• [WHAT NEEDS TO BE DONE]: From the first line to the last, give the listing again exactly.

• [DATASET EXTRACT]:

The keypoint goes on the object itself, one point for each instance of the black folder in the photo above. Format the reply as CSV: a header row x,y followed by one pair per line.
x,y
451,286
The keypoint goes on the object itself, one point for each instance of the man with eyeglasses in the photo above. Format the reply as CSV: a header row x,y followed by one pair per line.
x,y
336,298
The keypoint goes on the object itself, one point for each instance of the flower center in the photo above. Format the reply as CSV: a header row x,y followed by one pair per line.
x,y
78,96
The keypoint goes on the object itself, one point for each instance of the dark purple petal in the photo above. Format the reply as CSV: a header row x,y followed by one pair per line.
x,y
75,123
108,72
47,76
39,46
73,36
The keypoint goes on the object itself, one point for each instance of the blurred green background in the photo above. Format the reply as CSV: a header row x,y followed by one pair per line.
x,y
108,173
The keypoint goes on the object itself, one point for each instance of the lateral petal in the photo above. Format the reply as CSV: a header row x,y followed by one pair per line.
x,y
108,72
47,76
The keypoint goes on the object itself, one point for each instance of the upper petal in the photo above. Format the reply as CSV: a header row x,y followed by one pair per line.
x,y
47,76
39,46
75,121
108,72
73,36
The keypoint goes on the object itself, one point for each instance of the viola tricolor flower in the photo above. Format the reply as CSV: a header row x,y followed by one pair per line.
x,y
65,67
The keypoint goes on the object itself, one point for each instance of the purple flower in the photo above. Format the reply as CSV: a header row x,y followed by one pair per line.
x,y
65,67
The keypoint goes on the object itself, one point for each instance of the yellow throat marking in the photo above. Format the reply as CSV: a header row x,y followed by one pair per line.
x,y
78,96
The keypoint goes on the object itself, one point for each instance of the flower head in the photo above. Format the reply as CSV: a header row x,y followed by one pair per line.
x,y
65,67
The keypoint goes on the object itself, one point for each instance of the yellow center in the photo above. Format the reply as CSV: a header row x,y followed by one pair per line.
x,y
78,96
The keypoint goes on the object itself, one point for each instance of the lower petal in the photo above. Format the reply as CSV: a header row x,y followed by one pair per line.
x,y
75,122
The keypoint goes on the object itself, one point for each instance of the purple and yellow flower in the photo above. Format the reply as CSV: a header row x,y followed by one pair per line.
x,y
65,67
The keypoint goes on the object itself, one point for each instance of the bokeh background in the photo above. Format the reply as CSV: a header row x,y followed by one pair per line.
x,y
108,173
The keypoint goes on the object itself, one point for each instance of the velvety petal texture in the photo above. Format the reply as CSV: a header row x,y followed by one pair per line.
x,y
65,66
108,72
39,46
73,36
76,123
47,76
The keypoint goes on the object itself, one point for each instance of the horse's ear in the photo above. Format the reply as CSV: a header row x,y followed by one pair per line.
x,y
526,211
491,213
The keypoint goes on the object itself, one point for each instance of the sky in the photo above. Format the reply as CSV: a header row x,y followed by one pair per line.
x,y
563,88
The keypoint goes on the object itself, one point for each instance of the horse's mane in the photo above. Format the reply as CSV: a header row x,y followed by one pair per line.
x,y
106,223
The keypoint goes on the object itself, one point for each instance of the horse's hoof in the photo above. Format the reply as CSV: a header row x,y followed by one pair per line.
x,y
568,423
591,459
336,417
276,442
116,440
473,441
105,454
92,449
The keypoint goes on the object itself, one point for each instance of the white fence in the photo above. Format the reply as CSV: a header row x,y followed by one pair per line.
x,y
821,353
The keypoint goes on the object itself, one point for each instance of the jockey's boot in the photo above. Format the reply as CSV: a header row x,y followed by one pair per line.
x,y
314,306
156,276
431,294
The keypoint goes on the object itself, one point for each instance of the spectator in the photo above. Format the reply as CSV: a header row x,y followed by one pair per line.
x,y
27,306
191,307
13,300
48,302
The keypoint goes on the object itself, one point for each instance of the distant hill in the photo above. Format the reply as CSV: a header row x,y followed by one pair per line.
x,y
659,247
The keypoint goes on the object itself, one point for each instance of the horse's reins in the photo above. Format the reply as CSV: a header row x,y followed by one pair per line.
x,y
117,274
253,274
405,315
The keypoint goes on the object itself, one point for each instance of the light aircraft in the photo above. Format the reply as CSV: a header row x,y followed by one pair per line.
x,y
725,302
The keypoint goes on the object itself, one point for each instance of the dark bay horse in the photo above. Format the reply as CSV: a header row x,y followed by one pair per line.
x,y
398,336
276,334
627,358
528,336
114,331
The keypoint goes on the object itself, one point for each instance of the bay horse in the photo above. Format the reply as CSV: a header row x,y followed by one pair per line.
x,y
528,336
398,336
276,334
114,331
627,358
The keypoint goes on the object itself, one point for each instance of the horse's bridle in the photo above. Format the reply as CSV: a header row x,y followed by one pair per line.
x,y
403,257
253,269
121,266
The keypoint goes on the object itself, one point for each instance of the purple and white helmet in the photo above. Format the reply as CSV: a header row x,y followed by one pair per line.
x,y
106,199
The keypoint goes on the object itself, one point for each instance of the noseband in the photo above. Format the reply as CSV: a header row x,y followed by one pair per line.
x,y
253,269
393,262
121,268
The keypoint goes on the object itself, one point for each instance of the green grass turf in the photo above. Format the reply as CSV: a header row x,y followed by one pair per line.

• [FINAL ANSWER]:
The keypoint goes on the object itself, one point for each instance of the black folder in the photo above. Format the reply as CSV: a header row x,y followed by one pair per line.
x,y
451,286
The keypoint goes on the object itself, one point for each instance of the man with eyeglasses in the photo above. Format the reply as CSV: a header row x,y followed by one pair per line.
x,y
336,298
The keypoint goes on the object itself, one point for each instance of the flower center in the photo above. Format the reply as CSV: a header row x,y followed by one pair per line.
x,y
78,96
The keypoint goes on the object itself, one point for each instance of the dark purple petal in the photo above. Format the reply as CSV: a header row x,y followed by one pair per line.
x,y
75,123
108,72
47,76
39,46
73,36
The keypoint goes on the object itself, one point for each instance of the blurred green background in the photo above. Format the reply as CSV: a header row x,y followed by one pair per line.
x,y
108,173
The keypoint goes on the object itself, one point for each instance of the lateral petal in the photo above. Format the reply as CSV: a header row x,y followed by one pair per line.
x,y
108,72
47,76
The keypoint goes on the object itself, one point for each instance of the upper petal in the photo above. Format the reply as CSV: a header row x,y followed by one pair per line.
x,y
47,76
39,46
75,121
108,72
73,36
The keypoint goes on the object itself, one point for each instance of the viola tricolor flower in the photo above. Format the reply as CSV: a header row x,y followed by one pair per line.
x,y
65,67
The keypoint goes on the object itself, one point for each instance of the purple flower in the photo above. Format the reply as CSV: a header row x,y followed by one pair per line.
x,y
65,67
The keypoint goes on the object itself, one point for each instance of the yellow throat marking in the photo above. Format the reply as CSV: a header row x,y followed by one pair per line.
x,y
78,96
The keypoint goes on the object itself, one point for each instance of the flower head in the photo above. Format the reply as CSV: a header row x,y followed by one pair per line.
x,y
65,67
The keypoint goes on the object itself, one point for each instance of the yellow center in the photo above. Format the reply as CSV: a header row x,y followed by one pair per line.
x,y
78,96
The keypoint goes on the object itself, one point for each instance of the lower petal in the photo above. Format the reply as CSV: a header row x,y followed by one pair per line.
x,y
75,122
The keypoint goes on the object itself, one point for each instance of the purple and yellow flower in the photo above. Format the reply as CSV: a header row x,y followed by one pair per line.
x,y
65,67
The keypoint goes on the object itself, one point for each instance of the bokeh background in the photo above. Format the reply as CSV: a header row x,y followed by one pair per line.
x,y
108,173
The keypoint goes on the object itself, one point for each instance of the velvety petal texture in the photo above. Format the reply as CSV: a header row x,y followed by one pair per line.
x,y
65,66
108,72
39,46
73,36
76,123
47,76
The keypoint goes on the object itself, one point for each instance of the horse's ear in the photo above. Format the reply as CSV: a header row x,y followed by one pair per line.
x,y
526,211
491,213
The keypoint goes on the object itself, one point for each instance of the sky in the photo above. Format the reply as CSV: a header row x,y followed by one pair per line.
x,y
563,88
The keypoint goes on the object itself, one point for each instance of the horse's mane in the photo above. Format the reply as CSV: a header row x,y followed by one pair per line.
x,y
106,223
The keypoint goes on the object itself, one point for each instance of the horse's hoof in the photo above. Format the reply as CSV: a header row x,y followed by one pair per line.
x,y
568,423
591,459
336,417
276,442
116,440
473,441
105,454
92,449
The keypoint goes on the object itself, one point for each instance of the white fence in the photo above. Format the reply as CSV: a header row x,y followed by one pair per line.
x,y
821,353
The keypoint goes on the object itself, one point for each instance of the jockey's boot in the photo above. Format the reply as CSV: a header row x,y followed by one pair per line.
x,y
314,306
156,276
431,294
The keypoint goes on the object itself, one point for each instance of the spectator in the photo above. Format the reply as CSV: a header row x,y followed by one pair per line.
x,y
27,306
191,307
13,300
48,302
The keypoint goes on the object itself, one point for each instance of the distant hill in the photo above. Format the reply as CSV: a header row x,y followed by one pair per line.
x,y
659,247
The keypoint goes on the object itself, one point for each instance of the horse's reins in the photo above. Format the reply as CSV: a header row x,y followed by one pair per line.
x,y
117,274
253,274
405,315
The keypoint goes on the object itself, one point for each instance of the light aircraft in the photo above. Format the reply as CSV: a header row x,y followed by one pair per line.
x,y
725,302
The keypoint goes on the object itself, one point for each instance of the dark bay horse in the photo above. Format the reply as CSV: a header row x,y followed by one pair per line.
x,y
398,336
276,334
627,358
528,336
114,331
The keypoint goes on the object itself, one point for each instance of the bay horse in the photo above. Format the reply as CSV: a header row x,y followed by one pair per line.
x,y
528,336
398,336
276,334
114,331
627,358
The keypoint goes on the object itself, one point for each instance of the horse's bridle in the photo above. Format the reply as CSV: a header row x,y followed by one pair per line.
x,y
403,257
253,269
121,266
The keypoint goes on the object itself, one point for each instance of the purple and white helmet in the photo above. Format the reply as CSV: a header row x,y followed by one pair per line.
x,y
106,199
The keypoint goes on the object itself, one point for each instance of the noseband in the photo above. Format the reply as CSV: a header row x,y followed by one pair per line.
x,y
253,269
393,262
121,268
The keypoint goes on the object itself, one point for each instance of the green grass turf in the photo above. Format the reply as CSV: a header row x,y followed by one pair per line.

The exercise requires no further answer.